> Quoted passage:
------------------------------------------------------------------------

Budget 2022

July 5, 2022 Drew Jones

Titled ‘A Secure Future’, the 2022 Budget included $191m over two years for Pharmac and $168m for the Māori Health Authority, as part of a record-breaking $13.2bn healthcare investment.

 

Outlining the government’s plan for economic security as the world emerges from the Covid-19 pandemic, finance minister Grant Robertson said, “Budget 2022 provides the largest investment ever in our health system, with $11.1bn in new funding… to ensure that Health New Zealand and the Māori Health Authority are able to make the changes needed to deliver better health services to New Zealanders, wherever they live.” Health minister Andrew Little explained that the move away from district health boards was overdue. “Reforming a country’s health system is not a task that a government takes lightly. We saw and heard the undeniable reasons why change needed to happen, and why we couldn’t wait and just keep kicking the can down the road.”

 

Finance minister Grant Robertson. Credit: World Bank Photo Collection

 

The government’s allocation of $488m for primary and community care in 2022 includes a further investment for the rebuild of Whangārei Hospital and the initial works to re-develop Nelson Hospital.

 

Impact on eyecare

In the 2021 budget, the proposed free eye checks for SuperGold cardholders was conspicuously absent, as it was again this year. However, the country’s eyecare needs have not been entirely overlooked, with Robertson announcing $7m for the operation of portable retinal cameras to ensure equitable access for screening premature babies to address one of the leading causes of blindness, retinopathy of prematurity.

------------------------------------------------------------------------

> Data for review:

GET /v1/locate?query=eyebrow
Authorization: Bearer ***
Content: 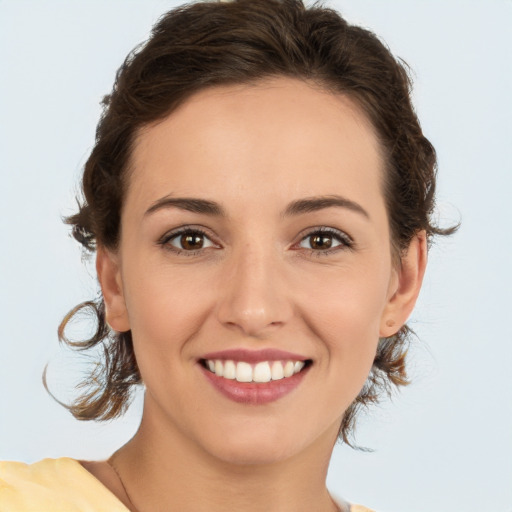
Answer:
[144,195,370,219]
[283,195,370,219]
[144,196,227,217]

------------------------------------------------------------------------

> Exercise requirements:
- A) According to the Budget 2022 article, how much funding did Robertson announce for operating portable retinal cameras?
- B) Extend the Budget 2022 article past its final sentence.

> Your responses:
- A) $7m

- B)
 

Robertson also said Pharmac will receive its biggest budget boost in history, with total funding of $1.2bn through to 2024, up 43% since 2017. The announcement is timely, with Pharmac’s 2021 Options for Investment List itemising medicines it would like to fund, including ciclosporin eye preparation for severe keratoconjunctivitis sicca. Another list of therapeutics Pharmac would fund if it negotiated a money-saving deal includes atropine 0.5% eye drops for paediatric patients requiring congenital cataract surgery, ketotifen fumarate for ocular allergy and ranibizumab for diabetic macular oedema.

 

Driving equity

The government also sought to address Māori health inequities with $168 million to the Māori Health Authority for direct commissioning of services, $20.1 million to support Iwi-Māori Partnership Boards and $30m to support Māori primary and community care providers. “We are also investing $39m to provide the Māori health workforce with additional access to training and development to support them within the new health system, so they can continue to deliver much needed services to whānau Māori across Aotearoa,” said Peeni Henare, associate health minister.